# GIVEN EXERCISE 1:
According to the page text about Rabbi Boaz Marmon, what does he consider the native emotional expression of Judaism?

# PAGE TEXT:
+===+

About Rabbi Boaz Marmon
Scholarship and ServiceRabbi Boaz Marmon
Rabbi Marmon believes that despite a great deal of tragedy and persecution in our history, the native emotional expression of Judaism remains joy – that is why we drink wine for so many Jewish occasions! (Wine makes a person happy, says the psalmist.)
Further, Judaism is generally a practical and logical tradition whose beauty is only deepened as we grow in understanding of the wisdom of our heritage; even if in doing so we acknowledge some flaws or identify certain ideas whose time has passed.

+===+

(Dataset entries)
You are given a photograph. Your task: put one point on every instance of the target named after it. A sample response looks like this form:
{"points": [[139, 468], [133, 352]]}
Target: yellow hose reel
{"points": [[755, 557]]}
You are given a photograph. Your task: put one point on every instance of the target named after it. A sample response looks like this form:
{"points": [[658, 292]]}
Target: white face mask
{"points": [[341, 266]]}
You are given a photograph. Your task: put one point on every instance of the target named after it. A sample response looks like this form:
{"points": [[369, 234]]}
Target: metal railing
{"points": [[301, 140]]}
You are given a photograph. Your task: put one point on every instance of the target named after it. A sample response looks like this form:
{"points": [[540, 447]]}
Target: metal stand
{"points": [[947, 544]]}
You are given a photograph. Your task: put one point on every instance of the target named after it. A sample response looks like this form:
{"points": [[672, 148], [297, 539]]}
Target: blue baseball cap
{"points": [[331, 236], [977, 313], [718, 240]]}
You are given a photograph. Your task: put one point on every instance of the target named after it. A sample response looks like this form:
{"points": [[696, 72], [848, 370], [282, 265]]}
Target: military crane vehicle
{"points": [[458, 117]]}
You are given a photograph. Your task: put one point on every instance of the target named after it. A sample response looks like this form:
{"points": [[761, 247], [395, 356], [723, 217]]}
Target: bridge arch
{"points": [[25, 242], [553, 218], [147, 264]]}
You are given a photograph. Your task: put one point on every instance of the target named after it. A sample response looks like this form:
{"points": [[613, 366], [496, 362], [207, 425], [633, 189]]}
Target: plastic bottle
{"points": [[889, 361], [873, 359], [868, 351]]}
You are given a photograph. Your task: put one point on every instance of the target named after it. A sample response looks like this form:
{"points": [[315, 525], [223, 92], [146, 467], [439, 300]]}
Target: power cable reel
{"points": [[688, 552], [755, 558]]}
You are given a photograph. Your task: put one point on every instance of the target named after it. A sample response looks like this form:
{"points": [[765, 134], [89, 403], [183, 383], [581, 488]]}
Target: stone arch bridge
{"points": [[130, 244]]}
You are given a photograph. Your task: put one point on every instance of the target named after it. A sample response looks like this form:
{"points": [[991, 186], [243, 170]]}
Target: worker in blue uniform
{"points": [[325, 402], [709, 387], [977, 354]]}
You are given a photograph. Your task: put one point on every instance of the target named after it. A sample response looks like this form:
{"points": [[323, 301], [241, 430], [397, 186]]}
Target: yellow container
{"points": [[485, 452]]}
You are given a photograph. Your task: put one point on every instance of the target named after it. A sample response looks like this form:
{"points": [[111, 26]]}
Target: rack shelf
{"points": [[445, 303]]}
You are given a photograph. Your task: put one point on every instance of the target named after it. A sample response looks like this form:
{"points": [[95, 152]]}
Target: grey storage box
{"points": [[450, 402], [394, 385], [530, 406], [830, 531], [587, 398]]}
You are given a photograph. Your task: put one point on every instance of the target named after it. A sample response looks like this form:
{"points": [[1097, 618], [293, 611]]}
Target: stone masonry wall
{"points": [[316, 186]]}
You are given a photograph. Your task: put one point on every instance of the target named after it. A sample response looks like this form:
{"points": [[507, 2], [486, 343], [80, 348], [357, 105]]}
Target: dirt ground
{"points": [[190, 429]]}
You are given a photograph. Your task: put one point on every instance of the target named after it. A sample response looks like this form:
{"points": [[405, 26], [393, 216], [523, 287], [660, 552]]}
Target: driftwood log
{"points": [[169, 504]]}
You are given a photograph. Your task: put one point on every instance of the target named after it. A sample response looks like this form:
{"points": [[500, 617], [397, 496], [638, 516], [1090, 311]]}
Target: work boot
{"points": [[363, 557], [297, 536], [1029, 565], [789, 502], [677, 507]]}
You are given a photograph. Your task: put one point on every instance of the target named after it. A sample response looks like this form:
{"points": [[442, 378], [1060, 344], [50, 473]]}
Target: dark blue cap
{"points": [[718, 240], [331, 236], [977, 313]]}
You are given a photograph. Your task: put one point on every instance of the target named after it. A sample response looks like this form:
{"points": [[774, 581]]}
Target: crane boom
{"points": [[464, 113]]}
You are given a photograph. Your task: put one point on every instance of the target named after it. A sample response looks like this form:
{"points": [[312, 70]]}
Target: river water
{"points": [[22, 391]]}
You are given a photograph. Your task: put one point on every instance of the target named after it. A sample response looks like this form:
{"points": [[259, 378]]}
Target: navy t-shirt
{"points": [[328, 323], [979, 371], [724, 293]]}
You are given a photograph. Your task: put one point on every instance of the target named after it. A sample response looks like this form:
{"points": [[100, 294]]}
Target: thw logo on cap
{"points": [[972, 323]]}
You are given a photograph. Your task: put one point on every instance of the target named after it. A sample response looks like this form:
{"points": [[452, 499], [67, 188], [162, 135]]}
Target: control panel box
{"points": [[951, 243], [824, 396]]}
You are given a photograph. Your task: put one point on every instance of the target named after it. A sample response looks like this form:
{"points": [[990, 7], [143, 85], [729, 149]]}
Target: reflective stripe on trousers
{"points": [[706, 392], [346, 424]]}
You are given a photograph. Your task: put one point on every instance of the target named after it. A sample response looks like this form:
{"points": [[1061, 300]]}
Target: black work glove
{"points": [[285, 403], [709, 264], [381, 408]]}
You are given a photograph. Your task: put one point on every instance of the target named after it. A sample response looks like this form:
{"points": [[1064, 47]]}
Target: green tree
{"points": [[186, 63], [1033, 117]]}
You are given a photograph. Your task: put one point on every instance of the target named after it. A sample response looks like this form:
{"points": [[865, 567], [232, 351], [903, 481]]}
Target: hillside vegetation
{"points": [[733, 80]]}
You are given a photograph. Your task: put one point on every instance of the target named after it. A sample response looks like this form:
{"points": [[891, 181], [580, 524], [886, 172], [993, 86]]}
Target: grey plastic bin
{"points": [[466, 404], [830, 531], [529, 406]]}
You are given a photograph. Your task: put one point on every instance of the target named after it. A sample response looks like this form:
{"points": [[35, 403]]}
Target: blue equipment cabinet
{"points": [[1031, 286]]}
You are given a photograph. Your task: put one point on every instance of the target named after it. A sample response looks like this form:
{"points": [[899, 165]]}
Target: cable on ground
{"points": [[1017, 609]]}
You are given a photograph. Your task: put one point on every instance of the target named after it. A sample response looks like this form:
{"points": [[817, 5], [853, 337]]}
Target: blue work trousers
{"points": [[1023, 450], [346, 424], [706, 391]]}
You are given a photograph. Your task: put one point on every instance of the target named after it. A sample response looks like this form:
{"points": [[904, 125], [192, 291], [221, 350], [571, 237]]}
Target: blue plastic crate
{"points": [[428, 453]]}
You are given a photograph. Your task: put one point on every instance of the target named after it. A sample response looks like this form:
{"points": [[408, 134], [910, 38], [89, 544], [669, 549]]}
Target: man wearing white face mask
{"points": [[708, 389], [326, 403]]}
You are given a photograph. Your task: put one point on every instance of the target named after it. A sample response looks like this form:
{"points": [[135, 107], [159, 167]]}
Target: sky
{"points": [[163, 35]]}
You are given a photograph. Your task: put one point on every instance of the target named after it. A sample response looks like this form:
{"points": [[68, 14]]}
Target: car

+===+

# GIVEN EXERCISE 2:
Tally the lines of the records that contain the string "white", treating case as significant, and give only the number.

# SOLUTION 1:
Joy

# SOLUTION 2:
2